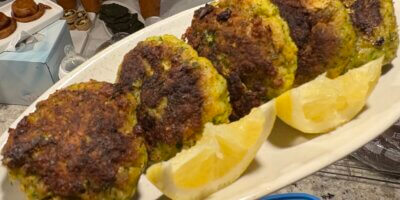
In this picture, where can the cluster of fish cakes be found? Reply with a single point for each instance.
(265, 47)
(93, 140)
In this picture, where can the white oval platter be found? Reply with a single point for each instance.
(284, 158)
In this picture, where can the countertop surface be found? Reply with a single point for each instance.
(326, 184)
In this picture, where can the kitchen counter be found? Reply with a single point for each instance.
(325, 184)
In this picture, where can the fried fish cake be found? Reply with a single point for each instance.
(78, 144)
(178, 92)
(376, 28)
(250, 45)
(324, 35)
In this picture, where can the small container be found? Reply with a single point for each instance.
(91, 5)
(70, 15)
(70, 61)
(82, 24)
(67, 4)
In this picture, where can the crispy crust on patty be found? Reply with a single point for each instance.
(168, 79)
(366, 15)
(320, 34)
(243, 50)
(76, 141)
(376, 26)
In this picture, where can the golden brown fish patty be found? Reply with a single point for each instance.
(250, 47)
(178, 93)
(78, 144)
(323, 33)
(376, 28)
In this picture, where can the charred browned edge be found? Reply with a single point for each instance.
(57, 149)
(182, 116)
(314, 36)
(366, 15)
(249, 65)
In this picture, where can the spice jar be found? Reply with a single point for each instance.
(67, 4)
(91, 5)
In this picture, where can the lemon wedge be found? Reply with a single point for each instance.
(218, 158)
(323, 104)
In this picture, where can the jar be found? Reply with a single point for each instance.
(91, 5)
(67, 4)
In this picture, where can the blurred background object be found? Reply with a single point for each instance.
(67, 4)
(70, 61)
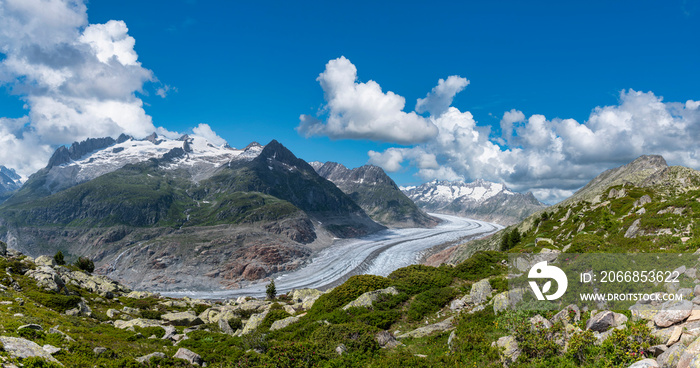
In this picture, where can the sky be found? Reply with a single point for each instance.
(539, 95)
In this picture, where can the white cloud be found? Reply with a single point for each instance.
(204, 131)
(555, 157)
(78, 80)
(356, 110)
(440, 98)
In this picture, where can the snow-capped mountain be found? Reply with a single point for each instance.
(10, 181)
(371, 188)
(479, 199)
(94, 157)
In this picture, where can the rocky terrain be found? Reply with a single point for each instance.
(481, 200)
(377, 194)
(180, 214)
(642, 206)
(9, 183)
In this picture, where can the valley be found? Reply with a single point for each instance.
(377, 254)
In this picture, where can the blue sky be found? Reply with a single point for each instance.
(249, 70)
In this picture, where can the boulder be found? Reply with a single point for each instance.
(507, 299)
(188, 355)
(645, 363)
(282, 323)
(21, 348)
(570, 313)
(182, 319)
(510, 351)
(225, 327)
(481, 291)
(253, 322)
(45, 261)
(142, 295)
(442, 326)
(673, 313)
(603, 321)
(538, 322)
(366, 299)
(386, 340)
(689, 354)
(147, 358)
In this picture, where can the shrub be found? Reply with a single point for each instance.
(417, 278)
(430, 301)
(481, 265)
(271, 290)
(85, 264)
(349, 291)
(58, 258)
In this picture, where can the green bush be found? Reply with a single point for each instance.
(348, 291)
(430, 301)
(481, 265)
(58, 258)
(85, 264)
(417, 278)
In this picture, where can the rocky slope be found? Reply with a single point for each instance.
(376, 193)
(180, 214)
(642, 206)
(9, 183)
(480, 199)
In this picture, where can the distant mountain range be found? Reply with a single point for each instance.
(480, 199)
(171, 214)
(9, 182)
(371, 188)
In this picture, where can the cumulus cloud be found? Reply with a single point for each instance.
(204, 131)
(356, 110)
(555, 157)
(440, 98)
(78, 80)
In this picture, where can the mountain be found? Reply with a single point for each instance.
(644, 206)
(180, 214)
(10, 181)
(480, 199)
(371, 188)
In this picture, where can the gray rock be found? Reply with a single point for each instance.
(510, 351)
(282, 323)
(31, 326)
(386, 340)
(45, 261)
(670, 358)
(253, 322)
(689, 354)
(225, 327)
(672, 313)
(481, 291)
(182, 319)
(633, 230)
(21, 348)
(188, 355)
(51, 349)
(366, 299)
(570, 313)
(507, 299)
(602, 321)
(538, 322)
(147, 358)
(645, 363)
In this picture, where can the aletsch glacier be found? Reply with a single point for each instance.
(377, 254)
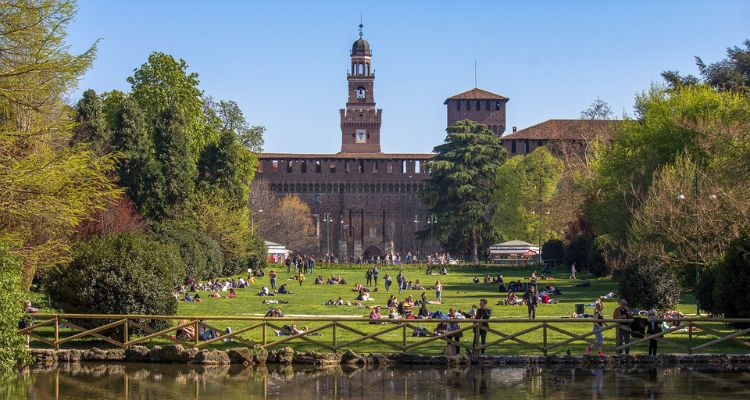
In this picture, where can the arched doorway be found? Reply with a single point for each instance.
____
### Written instruction
Please copy everything from the line containing "In this picture, where can the mountain" down to the end of the listing, changing "gray rock" to "stone" and keeping all else the same. Leave the pictures out of your answer.

### Response to the task
In this picture, where can the mountain be found? Reply with a single point for each instance.
(644, 206)
(180, 214)
(10, 181)
(480, 199)
(371, 188)
In this picture, where can the stone be found? Reply with a single point for each instance.
(510, 351)
(282, 323)
(31, 326)
(386, 340)
(45, 261)
(670, 358)
(253, 322)
(689, 354)
(225, 327)
(672, 313)
(481, 291)
(182, 319)
(633, 230)
(21, 348)
(188, 355)
(51, 349)
(366, 299)
(570, 313)
(507, 299)
(602, 321)
(538, 322)
(147, 358)
(645, 363)
In this picture, where can the aletsch glacier be found? Reply with a single point for each instance.
(377, 254)
In this picture, where can the arched doorway be found? Reply with a single point for each instance.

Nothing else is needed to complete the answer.